## Exercise requirements
**A)** Please reproduce the blog post about adoption between "Trouble.  The directions" and "with my Family.", inclusive.
**B)** Render this sentence from the blog post about adoption in Spanish: "I am filling in this diagram with my Family."
**C)** Write what comes next in the blog post about adoption, picking up after its final line.

I have always loved to dance. As an adult adoptee, a bio mom, and an adoptive mom, I dance between love and loss regularly. I dance with joy over small victories and small signs of acceptance. I dance to escape pain and to avoid obvious rejection from my family(ies). Let me continue to dance with the pain, the understanding, the surrender, His plan, and not faint.

Posts tagged ‘adult adoptee’

To be Known

Recently, sitting down to work through a project (specifically a Bible study), I faced this assignment–and opened a whole can of worms:

“Fill in the diagrams below describing both the positive and negative influences from your grandparents and parents.  If you never knew your parents or grandparents, substitute the caregivers you have experienced.” (italics mine)

Trouble.  The directions kindly make room for someone who “never knew” their parents or grandparents, which would be a sad burden to carry throughout one’s life.  I started to think about kids who lost their parents to death, divorce . . . foster kids.  And how about adoptees?  We fit into this category of never knowing . . . I am an adopted person who “never knew” my parents or grandparents (my biological ones); and, the directions suggest I “substitute the caregivers” I experienced.

Ick.  “Substitute”  “Caregivers”  The words do not taste good in my mouth.  My biological parents are definitely in the category of parents who I “never knew.”  But, my parents who actually raised me are NOT in the category of “caregivers,” and I am not filling in this diagram with “substitute” parents.   I am filling in this diagram with my Family.

Ponderings.  Did I need/have “substitute parents?”  What was wrong with me that I couldn’t keep my first set?  And how do kids treat and view their “substitutes?”  A teacher cannot/chooses not to be in class one day, so the students all get a “substitute?”  All these words/thoughts mingle around in my head together . . . .

In a deep emotional place somewhere inside of me is the feeling that my birth parents left me because I was too much, too much to handle, too much trouble, too embarrassing, too . . . , and substitutes were then called.  If that pill is too hard to swallow, consider my daughter Naika instead of me.  We brought her home from Haiti (which is her first home) when she was 2 1/2; we brought her here because her birth mom (birth dad unknown) had to leave her/couldn’t provide basic nourishment for her.  It was “too much.”  So, my husband and I are substitutes.  Caregivers.  And not only are we substitutes, but we are obviously the “wrong” color, so everyone can tell she has a substitute.  Ugh.  Kind of raw, I know.  But also a fact.  The first ones couldn’t, so now we fill in.  Hmmm . . .

So back to the assigned work.  Here is the diagram . . .

“Maternal Grandparents

Grandfather                                                                          Grandmother

Positive Influence                                                                Positive Influence

 

Negative Influence                                                              Negative Influence

 

Paternal Grandparents

Grandfather                                                                         Grandmother

Positive Influence                                                               Positive Influence

 

Negative Influence                                                              Negative Influence

 

Mother                                                                                 Father

Positive Influence                                                                Positive Influence

 

Negative Influence                                                              Negative Influence”

## Provided records

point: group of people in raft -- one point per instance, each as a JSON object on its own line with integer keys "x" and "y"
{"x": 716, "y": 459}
* * *
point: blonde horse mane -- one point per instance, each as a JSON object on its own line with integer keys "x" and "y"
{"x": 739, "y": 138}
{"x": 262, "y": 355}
==
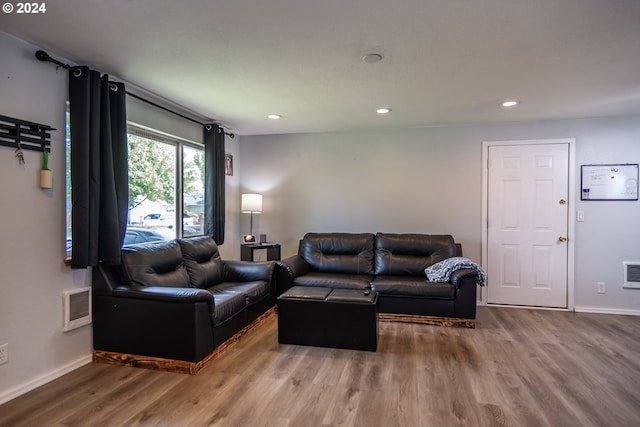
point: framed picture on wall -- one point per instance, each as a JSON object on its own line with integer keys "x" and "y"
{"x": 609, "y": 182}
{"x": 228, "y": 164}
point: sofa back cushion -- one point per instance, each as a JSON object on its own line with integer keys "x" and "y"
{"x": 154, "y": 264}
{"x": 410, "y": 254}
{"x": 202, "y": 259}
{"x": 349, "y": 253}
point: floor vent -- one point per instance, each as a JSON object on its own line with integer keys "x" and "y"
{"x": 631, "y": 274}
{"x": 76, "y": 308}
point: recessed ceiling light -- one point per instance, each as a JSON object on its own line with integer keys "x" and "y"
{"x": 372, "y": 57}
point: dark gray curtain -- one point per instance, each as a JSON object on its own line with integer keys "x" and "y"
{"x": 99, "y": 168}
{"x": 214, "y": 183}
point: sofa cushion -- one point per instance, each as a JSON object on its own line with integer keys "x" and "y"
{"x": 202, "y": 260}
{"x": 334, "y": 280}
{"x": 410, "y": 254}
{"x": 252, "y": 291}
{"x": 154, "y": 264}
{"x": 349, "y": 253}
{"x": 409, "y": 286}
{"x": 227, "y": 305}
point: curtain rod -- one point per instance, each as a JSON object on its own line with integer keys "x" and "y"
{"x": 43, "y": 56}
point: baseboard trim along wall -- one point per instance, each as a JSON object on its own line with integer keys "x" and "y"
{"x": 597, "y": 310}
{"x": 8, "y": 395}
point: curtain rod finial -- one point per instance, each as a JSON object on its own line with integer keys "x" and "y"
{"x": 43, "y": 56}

## Responses by item number
**A)**
Trouble.  The directions kindly make room for someone who “never knew” their parents or grandparents, which would be a sad burden to carry throughout one’s life.  I started to think about kids who lost their parents to death, divorce . . . foster kids.  And how about adoptees?  We fit into this category of never knowing . . . I am an adopted person who “never knew” my parents or grandparents (my biological ones); and, the directions suggest I “substitute the caregivers” I experienced.

Ick.  “Substitute”  “Caregivers”  The words do not taste good in my mouth.  My biological parents are definitely in the category of parents who I “never knew.”  But, my parents who actually raised me are NOT in the category of “caregivers,” and I am not filling in this diagram with “substitute” parents.   I am filling in this diagram with my Family.

**B)** Estoy llenando este diagrama con mi Familia.

**C)**
I set out to fill in the diagram with the knowledge of my family and the limited knowledge I have gained of my biological family over the recent past 4 1/2 years.  As I do so, I recognize that perception skews reality.  However, I also recognize my perception is my reality.  So, I set out to “fill in the diagram” from my own memory, reality, and perception.

Here goes:

I have hard workers in my family (adoptive), people who remained in one field of work for their entire adult lives, remained in one home/town for their entire lives, a grandma who preferred order over chaos in her home–and one who preferred just the opposite it seems.  I have a grandpa who I’ve only heard stories about because he passed away when I was a baby, people who are good savers, who try to do “the right thing,” who are loyal, and people with a sense of humor–just to give a brief overview.

On my biological side, I find dancers, a grandma who “loved babies” I’ve been told, a grandpa who had a tender spot for “little girls,” military people, people who are emotionally frail (so I’ve been told), people who sever relationships, some very welcoming family members, and people who keep secrets.

My pervasive response to this exercise?  As I look back over my diagram, I see on my biological half several family members who never knew me, don’t know that I exist, maybe suspect that I exist, or refuse to know me.  And this is where I am stuck emotionally–in a place of not wanting to be known.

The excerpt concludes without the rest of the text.